----- SOURCE TEXT

Ralph Richardson is a towering figure and he goes on hiatus from the film too early. But he’s the mesh that holds the film’s dirt and rotting flesh and cloudy sky together. He is the seed of our movie wizards. You’ve seen how Gandalf and Dumbledore are postured for great wisdom, which they communicate not only with shows of power but with a twinkly spirit of universal playing around. They are all part college professor and part Santa Claus. You’ve seen how they could conjure the finest feast and would prefer a jellybean, or could conquer a kingdom and make fireworks instead. That is Richardson’s Ulrich defining the role for them, of someone so powerful that they have no desire for power. The universe is their playset. Everyone else is a squatter.
The age is so dark in Dragonslayer that even magic has a price. “If it wasn’t for sorcerers,” Ulrich says, “there would be no dragons.” The film holds nothing back when Galen confronts the dragon in its lair, the reverse image of the beautiful power his master wielded to turn out fire from his fingers. The lair is sulfuric. The dragon lives there festering in a lake of fire, and you get the impression that it must stink of ageless death; you can almost smell it yourself. It’s lived so long that the walls are caked with bones. It has babies that look inbred among itself. Consider this time when Disney movies like Dragonslayer would show such a thing gnawing the severed leg of a dead maiden. They used to tailor the art to suit its scenery and not just the company logo. Consider it lost.
Elliot Scott and Phil Tippett are the sorcerers here, whose magic made way for dragons in the movies. They not only conceive the dragon with fluid motion (they’re using computer-operated cameras and rods to enhance stop-motion) but also with personality, avoiding the vicious apathy of the monsters of Alien and Jaws in favor of naturalistic sympathy, of the kind that defined Harryhausen’s work and would later influence the dinosaurs in Jurassic Park. The dragon is too old for the world that it has defined, too representative of the pestilence of its people, and the responsibility makes it decayed where other movie monsters are refined by cruelty. This dragon is how we can get to Game of Thrones without making them seem only like murderers or monsters: Dragonslayer didn't invent dragons, but it made movies see the wonder in them. There are times when its texture is so earthy that it becomes dreamlike, recalling the artistic wonders of very old films, such as Fritz Lang's Die Nibelungen, whose dragon held the secret to great power but had to be killed in its home to obtain it. Galen may be a fool – he's a boy, after all – but the scenes with the dragon, the intense stench of them, aren’t affected by his chummy eyes. It’s from a world he had no hand in creating. In the end, he does little more than witness its inevitable decay.

----------
----- DATASET ENTRIES

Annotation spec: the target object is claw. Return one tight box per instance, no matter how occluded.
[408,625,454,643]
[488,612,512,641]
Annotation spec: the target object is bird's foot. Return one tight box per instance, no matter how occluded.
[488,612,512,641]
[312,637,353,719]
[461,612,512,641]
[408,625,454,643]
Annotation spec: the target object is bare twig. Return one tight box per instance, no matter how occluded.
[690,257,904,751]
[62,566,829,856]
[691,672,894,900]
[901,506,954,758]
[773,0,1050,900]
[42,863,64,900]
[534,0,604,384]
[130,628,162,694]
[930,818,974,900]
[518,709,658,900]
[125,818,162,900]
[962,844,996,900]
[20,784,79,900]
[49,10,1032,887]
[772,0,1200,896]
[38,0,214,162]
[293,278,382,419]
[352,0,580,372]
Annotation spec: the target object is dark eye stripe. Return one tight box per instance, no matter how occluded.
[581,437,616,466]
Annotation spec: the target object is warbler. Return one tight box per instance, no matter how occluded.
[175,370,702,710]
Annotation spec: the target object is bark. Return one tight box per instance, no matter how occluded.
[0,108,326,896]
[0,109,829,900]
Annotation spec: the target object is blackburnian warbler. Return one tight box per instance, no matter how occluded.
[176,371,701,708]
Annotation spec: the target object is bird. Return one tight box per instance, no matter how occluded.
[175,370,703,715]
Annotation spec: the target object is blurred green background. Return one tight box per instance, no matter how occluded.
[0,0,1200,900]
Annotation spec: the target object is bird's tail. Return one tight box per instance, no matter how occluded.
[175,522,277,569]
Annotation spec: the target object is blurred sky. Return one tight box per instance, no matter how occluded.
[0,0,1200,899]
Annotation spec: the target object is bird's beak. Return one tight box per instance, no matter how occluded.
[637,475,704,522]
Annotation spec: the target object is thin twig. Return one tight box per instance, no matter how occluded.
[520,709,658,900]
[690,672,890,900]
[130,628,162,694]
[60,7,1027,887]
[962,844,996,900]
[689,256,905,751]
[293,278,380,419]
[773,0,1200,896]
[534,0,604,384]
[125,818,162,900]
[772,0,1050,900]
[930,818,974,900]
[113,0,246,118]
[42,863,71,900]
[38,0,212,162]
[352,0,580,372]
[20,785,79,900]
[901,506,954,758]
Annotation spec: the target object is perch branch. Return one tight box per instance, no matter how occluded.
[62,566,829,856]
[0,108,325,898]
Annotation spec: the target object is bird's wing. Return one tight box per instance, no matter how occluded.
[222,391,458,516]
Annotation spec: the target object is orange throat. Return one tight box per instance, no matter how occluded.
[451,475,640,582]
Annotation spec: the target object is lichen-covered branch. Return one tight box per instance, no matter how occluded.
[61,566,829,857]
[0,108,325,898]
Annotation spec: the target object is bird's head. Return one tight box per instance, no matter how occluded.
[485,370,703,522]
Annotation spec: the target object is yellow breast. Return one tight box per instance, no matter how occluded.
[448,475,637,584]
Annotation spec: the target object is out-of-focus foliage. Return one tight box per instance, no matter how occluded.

----------

TASKS FOR THIS EXERCISE –
a - From the entries, copy word for word every line from the one containing "Annotation spec: the target object is bare" up to and including the one containing "[176,371,701,708]".
b - Write the next part of the Dragonslayer review, starting after its final sentence.

RESULTS OF THE TASKS –
a -
Annotation spec: the target object is bare twig. Return one tight box per instance, no matter how occluded.
[690,257,904,751]
[62,566,829,856]
[691,672,894,900]
[901,506,954,758]
[773,0,1050,900]
[42,863,64,900]
[534,0,604,384]
[130,628,162,694]
[930,818,974,900]
[518,709,658,900]
[125,818,162,900]
[962,844,996,900]
[20,784,79,900]
[49,10,1032,887]
[772,0,1200,896]
[38,0,214,162]
[293,278,382,419]
[352,0,580,372]
Annotation spec: the target object is dark eye stripe. Return one tight box per instance, no matter how occluded.
[581,437,616,466]
Annotation spec: the target object is warbler. Return one tight box per instance, no matter how occluded.
[175,370,702,710]
Annotation spec: the target object is bark. Return one tight box per instance, no matter how occluded.
[0,108,326,896]
[0,109,829,900]
Annotation spec: the target object is blackburnian warbler. Return one tight box per instance, no matter how occluded.
[176,371,701,708]

b -
But there’s so much valiant energy in watching it happen that you’re addicted from the first minute. Dragonslayer never stops being beautiful: not in the forests that use sunlight to imply mythology, not in the oily-skinned Rembrandts huddling by fires in the stone towers that house their magic, not in the simplest love story between a well-meaning arrogant boy and a guarded, resolute girl, not in the final battle against the dragon, which has the courage to be beautiful, and often silent, as though something wonderful is passing from the world even as it does so out of necessity. The smallest character has a depth of purpose in Dragonslayer, a sense of wit that fits their image. The evil king is not so evil, not more so than any father worried to his bones for a daughter he can no longer protect. Even the warrior villain, the man Galen might be in a different kind of movie, even that man acts on the belief that what he does is best for his people. Everyone bows to the universe in Dragonslayer, but no one bows to a trope.
Fantasy is like wonderful meat that no one has ever discovered; the best we can do is make things that sort of have the right smell. Dragonslayer comes close to a lot of the perfect ingredients: the apathy of its people, the lush landscapes, the darkened skies, the Waterhouse forests and shimmering lakes, the lusty power of the old dragon. It needs only some refinement: the 1980s creeps in ever so often (I don't prefer my mythic heroes with a perm). The music is sweeping and full of awe, saving us from the Lady Hawke problem of timing fairytales to synth keyboards; you'll come out of Dragonslayer with the same calm you have after hearing a symphony.
Yet despite every effort put into the style, Dragonslayer’s real quality is in its performance of the values of myth and magic. You won't come away loving these people: the young hero only wins because he’s dumb enough to walk the earth to conquer a challenge, and the sorcerer wins because he’s smart enough to let his apprentice do the walking. The magic is not in these figures but in the performance of darkness and unknowability, the way the clouds part at the right words, or how a dragon could spend a millennium wallowing in a lake of fire, eating virgins. A priest (Ian McDiarmid, just before he was Star Wars’ emperor) believes he sees Satan himself, believing as we all do that matters of the spirit are as much magic as a sorcerer’s tricks. Both were in short supply then, until they were so desperately needed that people didn’t have a choice but to believe in them. Have we gotten this way with movies? I love Dragonslayer, but sometimes I wonder if it’s because of how good it is, or if I’m so starved for wonders that I'm willing to believe in anything that has the right smell (and a hint of magic). Like Galen, I sometimes think I'm just going on the adventure to prove something to myself. Can I help it if I fall in love along the way?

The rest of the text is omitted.